[[ DATA PROVIDED open ]]
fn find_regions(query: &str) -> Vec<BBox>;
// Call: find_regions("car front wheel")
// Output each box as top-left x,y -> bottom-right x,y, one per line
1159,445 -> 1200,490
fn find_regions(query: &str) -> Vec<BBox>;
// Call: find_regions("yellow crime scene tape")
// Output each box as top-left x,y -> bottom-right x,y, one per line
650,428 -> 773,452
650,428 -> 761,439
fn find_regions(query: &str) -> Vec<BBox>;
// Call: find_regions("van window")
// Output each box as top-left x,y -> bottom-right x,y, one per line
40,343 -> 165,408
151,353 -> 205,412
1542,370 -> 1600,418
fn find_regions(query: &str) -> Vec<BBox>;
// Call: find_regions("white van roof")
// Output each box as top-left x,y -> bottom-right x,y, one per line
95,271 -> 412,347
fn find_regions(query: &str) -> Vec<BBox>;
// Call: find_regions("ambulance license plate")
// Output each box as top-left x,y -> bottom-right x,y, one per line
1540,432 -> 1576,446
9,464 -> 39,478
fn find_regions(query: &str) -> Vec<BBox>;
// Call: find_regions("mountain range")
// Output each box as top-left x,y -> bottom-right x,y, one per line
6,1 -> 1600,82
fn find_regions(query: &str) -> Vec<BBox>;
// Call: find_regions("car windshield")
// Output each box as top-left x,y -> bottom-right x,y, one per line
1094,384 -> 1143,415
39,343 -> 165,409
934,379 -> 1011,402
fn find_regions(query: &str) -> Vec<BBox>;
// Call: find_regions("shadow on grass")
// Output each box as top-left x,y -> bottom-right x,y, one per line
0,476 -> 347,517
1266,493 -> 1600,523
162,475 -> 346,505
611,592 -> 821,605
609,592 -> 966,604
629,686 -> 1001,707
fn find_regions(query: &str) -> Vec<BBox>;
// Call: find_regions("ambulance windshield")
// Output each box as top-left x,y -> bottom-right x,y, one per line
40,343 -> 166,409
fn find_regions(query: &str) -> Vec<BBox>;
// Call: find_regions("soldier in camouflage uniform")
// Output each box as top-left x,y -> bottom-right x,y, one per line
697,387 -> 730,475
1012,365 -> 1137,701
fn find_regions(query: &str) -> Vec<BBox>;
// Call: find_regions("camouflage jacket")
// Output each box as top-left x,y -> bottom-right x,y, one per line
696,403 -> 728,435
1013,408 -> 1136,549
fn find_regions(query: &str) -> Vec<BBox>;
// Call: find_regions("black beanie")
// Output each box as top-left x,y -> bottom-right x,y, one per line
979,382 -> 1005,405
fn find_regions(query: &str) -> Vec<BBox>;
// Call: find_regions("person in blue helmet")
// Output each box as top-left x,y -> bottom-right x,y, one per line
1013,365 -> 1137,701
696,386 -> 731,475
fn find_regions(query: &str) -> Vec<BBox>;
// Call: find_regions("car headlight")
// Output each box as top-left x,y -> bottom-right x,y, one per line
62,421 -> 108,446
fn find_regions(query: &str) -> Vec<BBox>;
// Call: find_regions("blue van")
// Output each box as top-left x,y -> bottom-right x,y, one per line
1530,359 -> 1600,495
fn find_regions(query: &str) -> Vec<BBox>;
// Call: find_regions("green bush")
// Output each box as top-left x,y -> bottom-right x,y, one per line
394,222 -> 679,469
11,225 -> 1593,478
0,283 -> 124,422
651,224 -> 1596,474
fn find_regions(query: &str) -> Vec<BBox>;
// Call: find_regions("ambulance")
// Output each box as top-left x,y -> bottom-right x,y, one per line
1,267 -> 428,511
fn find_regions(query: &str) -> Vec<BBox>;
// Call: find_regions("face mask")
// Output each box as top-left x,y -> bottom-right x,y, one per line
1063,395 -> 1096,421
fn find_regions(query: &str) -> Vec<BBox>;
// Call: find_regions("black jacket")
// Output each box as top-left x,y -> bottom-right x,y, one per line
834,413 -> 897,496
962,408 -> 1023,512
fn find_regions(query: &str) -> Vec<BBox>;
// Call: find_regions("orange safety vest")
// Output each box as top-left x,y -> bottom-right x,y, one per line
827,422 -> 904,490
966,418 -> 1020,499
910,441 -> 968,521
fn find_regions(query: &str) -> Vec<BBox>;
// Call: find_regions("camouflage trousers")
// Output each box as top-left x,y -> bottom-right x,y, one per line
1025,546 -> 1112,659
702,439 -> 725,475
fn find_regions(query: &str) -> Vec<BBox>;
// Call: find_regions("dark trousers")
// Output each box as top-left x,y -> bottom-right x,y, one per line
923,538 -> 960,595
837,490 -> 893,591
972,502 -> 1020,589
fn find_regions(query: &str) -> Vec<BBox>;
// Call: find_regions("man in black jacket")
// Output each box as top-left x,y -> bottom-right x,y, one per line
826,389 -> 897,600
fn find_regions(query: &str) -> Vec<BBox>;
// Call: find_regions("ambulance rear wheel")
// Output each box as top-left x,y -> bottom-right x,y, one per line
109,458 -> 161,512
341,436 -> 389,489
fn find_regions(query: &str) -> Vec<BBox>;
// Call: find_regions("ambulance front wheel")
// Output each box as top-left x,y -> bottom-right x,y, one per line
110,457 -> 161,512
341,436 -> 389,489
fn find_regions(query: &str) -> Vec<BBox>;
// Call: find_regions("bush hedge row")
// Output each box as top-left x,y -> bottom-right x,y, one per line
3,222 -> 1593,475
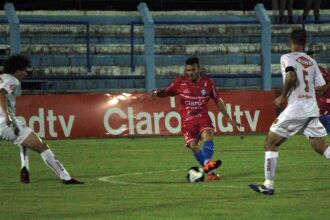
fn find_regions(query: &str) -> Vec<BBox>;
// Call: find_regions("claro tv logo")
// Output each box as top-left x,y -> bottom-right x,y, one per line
103,97 -> 260,135
17,108 -> 75,138
17,96 -> 262,138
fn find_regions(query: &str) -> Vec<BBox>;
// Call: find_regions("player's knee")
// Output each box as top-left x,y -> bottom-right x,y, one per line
35,142 -> 49,153
203,136 -> 213,142
189,145 -> 200,153
264,140 -> 276,151
264,135 -> 285,151
201,130 -> 213,141
43,143 -> 49,149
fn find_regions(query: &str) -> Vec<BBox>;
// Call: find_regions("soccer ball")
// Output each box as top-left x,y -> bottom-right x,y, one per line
186,166 -> 205,183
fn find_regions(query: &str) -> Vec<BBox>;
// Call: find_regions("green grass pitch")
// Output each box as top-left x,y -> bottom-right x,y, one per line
0,134 -> 330,219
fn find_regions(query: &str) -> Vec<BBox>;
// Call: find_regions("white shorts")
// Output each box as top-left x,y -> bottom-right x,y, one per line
0,118 -> 32,145
270,114 -> 327,139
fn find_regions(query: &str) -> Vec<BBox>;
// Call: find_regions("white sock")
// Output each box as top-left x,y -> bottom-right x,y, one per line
204,159 -> 210,165
264,151 -> 278,189
323,146 -> 330,159
40,149 -> 71,181
20,145 -> 29,170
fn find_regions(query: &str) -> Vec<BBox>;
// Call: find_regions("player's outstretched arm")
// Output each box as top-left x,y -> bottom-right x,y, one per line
151,89 -> 168,98
215,98 -> 240,130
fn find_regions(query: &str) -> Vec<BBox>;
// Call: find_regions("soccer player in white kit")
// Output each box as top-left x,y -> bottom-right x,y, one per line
249,29 -> 330,195
0,54 -> 82,184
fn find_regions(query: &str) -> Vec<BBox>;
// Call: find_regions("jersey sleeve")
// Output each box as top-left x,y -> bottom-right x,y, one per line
315,64 -> 326,87
0,76 -> 16,94
163,77 -> 181,96
210,80 -> 220,101
280,55 -> 296,74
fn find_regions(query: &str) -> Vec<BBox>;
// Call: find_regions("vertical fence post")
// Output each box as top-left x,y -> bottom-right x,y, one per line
138,3 -> 155,92
4,2 -> 22,95
255,3 -> 272,91
130,22 -> 135,73
86,22 -> 92,74
4,2 -> 20,55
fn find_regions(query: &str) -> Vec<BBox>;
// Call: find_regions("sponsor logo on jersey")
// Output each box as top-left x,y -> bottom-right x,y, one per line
183,88 -> 190,94
296,56 -> 313,68
185,99 -> 206,106
201,89 -> 206,96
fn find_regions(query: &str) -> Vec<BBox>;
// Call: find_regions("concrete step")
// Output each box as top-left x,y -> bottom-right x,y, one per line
23,54 -> 330,66
2,9 -> 330,17
1,23 -> 330,37
15,36 -> 262,45
30,62 -> 330,77
30,64 -> 284,76
19,43 -> 330,55
28,54 -> 262,66
0,35 -> 328,46
1,32 -> 329,45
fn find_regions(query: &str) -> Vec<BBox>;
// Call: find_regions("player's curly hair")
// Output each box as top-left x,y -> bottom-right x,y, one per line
3,54 -> 30,74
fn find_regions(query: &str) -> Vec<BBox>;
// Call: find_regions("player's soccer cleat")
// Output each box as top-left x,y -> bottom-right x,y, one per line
249,183 -> 274,195
207,173 -> 221,181
20,166 -> 30,184
203,160 -> 222,173
62,178 -> 84,185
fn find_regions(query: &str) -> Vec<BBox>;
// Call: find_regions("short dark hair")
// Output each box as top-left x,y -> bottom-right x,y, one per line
3,54 -> 30,74
290,29 -> 307,46
185,57 -> 200,67
306,49 -> 315,56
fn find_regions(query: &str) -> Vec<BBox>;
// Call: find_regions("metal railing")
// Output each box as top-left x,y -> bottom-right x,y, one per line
129,20 -> 259,73
19,20 -> 91,73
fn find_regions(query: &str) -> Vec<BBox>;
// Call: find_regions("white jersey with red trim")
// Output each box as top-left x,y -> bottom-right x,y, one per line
280,52 -> 325,117
0,74 -> 20,123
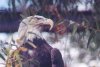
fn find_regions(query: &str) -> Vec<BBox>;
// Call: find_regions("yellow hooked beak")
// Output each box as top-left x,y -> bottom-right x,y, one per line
44,19 -> 54,30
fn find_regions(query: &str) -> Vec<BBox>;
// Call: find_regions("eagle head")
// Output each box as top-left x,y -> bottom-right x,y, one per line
16,15 -> 54,46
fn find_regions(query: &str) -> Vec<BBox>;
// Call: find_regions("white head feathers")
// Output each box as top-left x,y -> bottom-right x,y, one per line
16,15 -> 54,46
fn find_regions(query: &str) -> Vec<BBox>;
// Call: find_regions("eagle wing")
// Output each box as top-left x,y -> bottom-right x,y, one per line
51,48 -> 64,67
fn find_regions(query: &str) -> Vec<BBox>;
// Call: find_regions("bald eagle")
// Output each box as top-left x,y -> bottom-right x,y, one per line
16,15 -> 64,67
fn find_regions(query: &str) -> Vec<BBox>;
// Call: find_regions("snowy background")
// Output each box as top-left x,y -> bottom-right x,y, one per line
0,0 -> 99,67
0,32 -> 100,67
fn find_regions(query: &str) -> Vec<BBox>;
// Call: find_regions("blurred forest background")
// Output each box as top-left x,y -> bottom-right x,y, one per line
0,0 -> 99,32
0,0 -> 100,67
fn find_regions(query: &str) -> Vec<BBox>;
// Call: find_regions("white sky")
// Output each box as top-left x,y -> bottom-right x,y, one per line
0,0 -> 93,11
0,0 -> 9,9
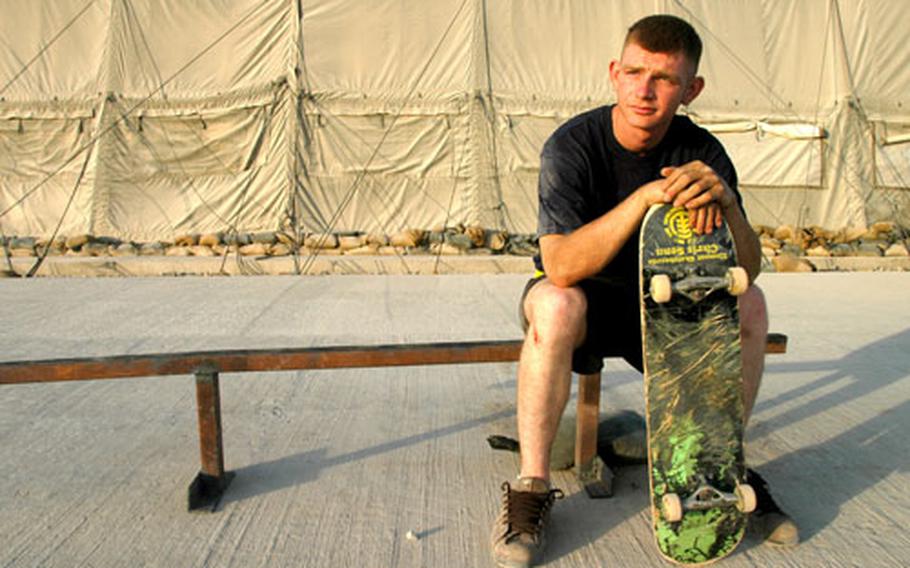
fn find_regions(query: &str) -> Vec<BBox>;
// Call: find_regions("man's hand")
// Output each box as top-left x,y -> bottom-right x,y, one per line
660,161 -> 736,235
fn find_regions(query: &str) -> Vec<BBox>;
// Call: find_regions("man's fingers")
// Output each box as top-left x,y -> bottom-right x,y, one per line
687,203 -> 726,235
678,185 -> 714,209
667,172 -> 702,205
697,207 -> 708,234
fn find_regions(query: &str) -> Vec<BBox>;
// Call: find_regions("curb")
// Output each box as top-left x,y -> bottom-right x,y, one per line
2,254 -> 909,278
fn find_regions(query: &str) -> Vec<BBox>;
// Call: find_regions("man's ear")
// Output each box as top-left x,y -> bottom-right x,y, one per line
[[ DATA PROVIDED closed ]]
### TASK ITEM
Search the data above for lines holding "logo" and copy each of them.

### ANSWER SPACE
// Call: find_regions("claro tv logo")
// Call: find_regions("sponsor logo on jersey")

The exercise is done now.